(Text passage)

⁂

From: Robert Stevens

Subject: Millar v Bassey and OBG

 

Millar v Bassey is clearly wrong. Using Ken's terminology

  

(i) Accessory Liability

Contracts impose duties on third parties that they will not act in such a way as to induce its breach. They do not impose duties on third parties that they take positive steps to enable contracting parties to perform. So, if X agrees to sell to Y a Picasso owned by Z, Z is not under any duty to Y to sell to X to enable X to perform. Similarly the contract between the claimants and Dreampace imposed no positive duty on Ms Bassey to facilitate its performance by singing.

 

(ii) Unlawful means

Ms Bassey was under a positive duty to Dreampace to sing for them under the contract between them. Her decision to breach by not performing was clearly not done with the purpose of injuring the claimants. This is the relevant mental element for this claim, which is not the same as that necessary for accessory liability, as OBG makes clear.

⁂

(Exercise 1) From the listing below, copy the lines from the one containing "Task: one point marks each instance of the blue shoelace" to the one containing "x=430, y=818", including both, word for word.
(Exercise 2) Carry on the email on Millar v Bassey from the point where it stops.
The email on Millar v Bassey and the listing come from unrelated sources.

⁂

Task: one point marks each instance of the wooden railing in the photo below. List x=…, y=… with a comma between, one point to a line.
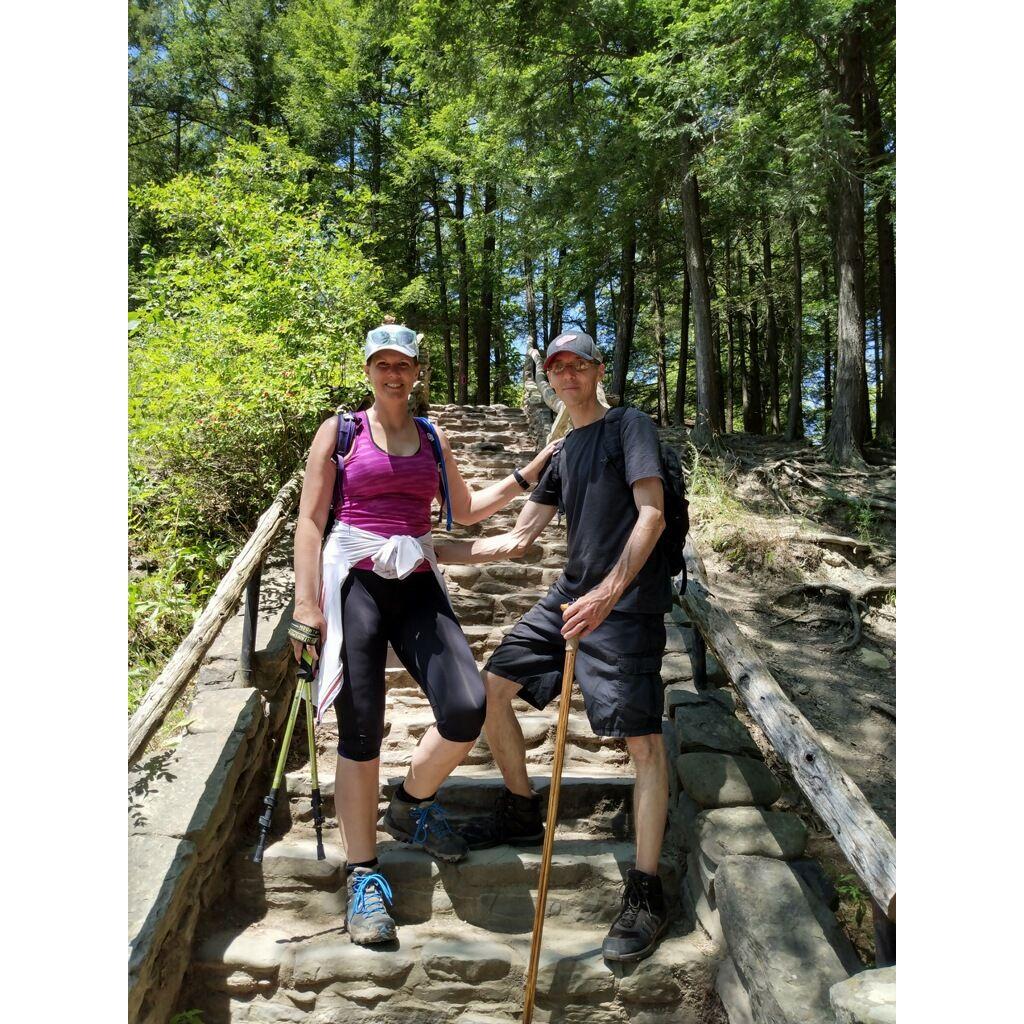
x=861, y=835
x=243, y=576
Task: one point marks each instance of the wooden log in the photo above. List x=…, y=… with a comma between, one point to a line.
x=863, y=837
x=172, y=681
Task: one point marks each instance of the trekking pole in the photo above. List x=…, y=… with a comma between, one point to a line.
x=549, y=835
x=306, y=674
x=302, y=690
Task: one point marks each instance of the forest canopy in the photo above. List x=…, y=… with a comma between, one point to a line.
x=707, y=187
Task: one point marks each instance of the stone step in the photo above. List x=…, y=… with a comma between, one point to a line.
x=495, y=889
x=272, y=971
x=595, y=800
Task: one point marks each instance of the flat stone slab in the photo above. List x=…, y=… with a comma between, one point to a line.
x=726, y=780
x=750, y=832
x=868, y=997
x=733, y=995
x=708, y=726
x=160, y=871
x=583, y=977
x=194, y=788
x=260, y=951
x=223, y=711
x=787, y=946
x=290, y=862
x=685, y=694
x=471, y=962
x=341, y=960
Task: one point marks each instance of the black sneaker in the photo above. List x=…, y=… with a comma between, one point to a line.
x=641, y=922
x=423, y=824
x=515, y=820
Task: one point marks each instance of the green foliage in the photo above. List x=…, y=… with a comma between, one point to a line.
x=288, y=165
x=245, y=333
x=187, y=1017
x=850, y=893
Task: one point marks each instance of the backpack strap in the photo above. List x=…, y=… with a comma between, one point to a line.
x=435, y=445
x=348, y=426
x=613, y=437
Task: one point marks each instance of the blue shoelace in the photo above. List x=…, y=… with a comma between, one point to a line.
x=368, y=890
x=430, y=818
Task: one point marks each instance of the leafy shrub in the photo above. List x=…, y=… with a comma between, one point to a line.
x=245, y=333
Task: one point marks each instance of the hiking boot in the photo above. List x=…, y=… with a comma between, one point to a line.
x=366, y=914
x=424, y=824
x=515, y=820
x=641, y=922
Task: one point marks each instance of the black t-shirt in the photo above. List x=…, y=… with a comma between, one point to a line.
x=600, y=512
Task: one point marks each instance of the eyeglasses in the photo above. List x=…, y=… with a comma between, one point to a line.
x=557, y=369
x=391, y=332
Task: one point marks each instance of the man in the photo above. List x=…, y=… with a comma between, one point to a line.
x=617, y=583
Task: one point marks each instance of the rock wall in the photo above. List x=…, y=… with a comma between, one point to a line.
x=187, y=804
x=748, y=884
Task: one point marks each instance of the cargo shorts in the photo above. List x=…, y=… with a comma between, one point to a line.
x=617, y=667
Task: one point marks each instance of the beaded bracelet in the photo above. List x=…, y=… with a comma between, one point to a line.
x=303, y=633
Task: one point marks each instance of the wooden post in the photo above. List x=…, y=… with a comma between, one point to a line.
x=169, y=684
x=249, y=625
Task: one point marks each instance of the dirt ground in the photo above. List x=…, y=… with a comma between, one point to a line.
x=764, y=530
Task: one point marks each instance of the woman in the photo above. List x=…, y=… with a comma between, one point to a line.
x=378, y=583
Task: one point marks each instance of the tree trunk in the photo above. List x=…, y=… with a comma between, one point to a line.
x=755, y=422
x=684, y=348
x=795, y=421
x=885, y=421
x=545, y=323
x=590, y=304
x=876, y=333
x=744, y=392
x=771, y=333
x=485, y=324
x=527, y=269
x=556, y=298
x=847, y=428
x=729, y=325
x=708, y=421
x=663, y=381
x=826, y=343
x=627, y=316
x=460, y=222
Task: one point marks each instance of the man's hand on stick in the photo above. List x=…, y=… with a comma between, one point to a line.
x=586, y=613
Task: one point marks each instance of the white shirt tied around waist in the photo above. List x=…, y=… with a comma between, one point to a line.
x=394, y=558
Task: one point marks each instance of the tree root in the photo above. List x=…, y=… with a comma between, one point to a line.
x=810, y=478
x=856, y=602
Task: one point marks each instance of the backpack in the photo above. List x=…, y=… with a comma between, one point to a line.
x=677, y=518
x=348, y=426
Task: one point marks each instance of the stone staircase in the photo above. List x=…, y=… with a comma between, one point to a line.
x=273, y=948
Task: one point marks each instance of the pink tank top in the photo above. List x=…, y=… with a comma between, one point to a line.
x=385, y=494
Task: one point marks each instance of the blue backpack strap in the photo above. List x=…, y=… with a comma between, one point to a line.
x=435, y=444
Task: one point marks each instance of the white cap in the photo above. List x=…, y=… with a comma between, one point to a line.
x=392, y=336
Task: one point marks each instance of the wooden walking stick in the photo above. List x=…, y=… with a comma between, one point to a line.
x=549, y=835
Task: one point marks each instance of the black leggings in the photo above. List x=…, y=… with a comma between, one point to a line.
x=415, y=616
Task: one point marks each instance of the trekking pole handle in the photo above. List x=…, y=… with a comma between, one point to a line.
x=306, y=669
x=573, y=642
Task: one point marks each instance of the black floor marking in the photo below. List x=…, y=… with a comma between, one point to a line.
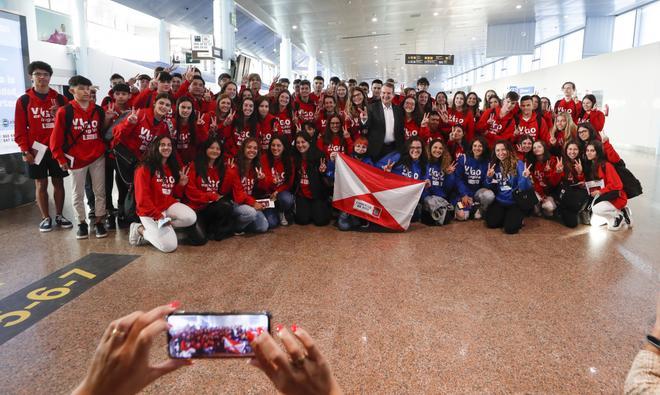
x=26, y=307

⁂

(Answer 1)
Task: one point marks each instance of the blue shoelace in the photo above. List x=…, y=… with a comma between, one point to a line.
x=368, y=890
x=430, y=818

(Answer 2)
  

So the two claims fail, but for different reasons.

All that said, I tend to agree with Jason that what Lord Hoffmann says at [43] is rather unfortunate. I suspect he has seen that Millar v Bassey is obviously wrong, and is trying to articulate the reason why. His reason is unsatisfactory, but it is one of the few unclear passages in a superb speech which has clarified the law in this area beyond our best hopes.

  

Robert Stevens
Professor of Commercial Law
University College London

  

KA Oliphant writes:

I agree with you Jason. There's a lack of clarity on Hoffmann's analysis of this point. The scheme desired end/chosen means of achieving desired end/foreseeable consequence misses out the whole class of events that are actually foreseen (not merely foreseeable) but not desired. In English criminal law, an intention can be "inferred" or "found" if the defendant foresaw a consequence as "virtually certain". Is this also true of the economic torts? Dunno, and Hoffmann certainly doesn't help. But see Lord Nicholls at [167], seeing the necessary intent where the defendant pursues "a course of conduct which he knows will, in the very nature of things, necessarily be injurious to the claimant".

Shameless self-publicity: there's analysis of these issues in my chapter on the Economic Torts in K. Oliphant (ed.) The Law of Torts (Butterworths LexisNexis 2007), out last month.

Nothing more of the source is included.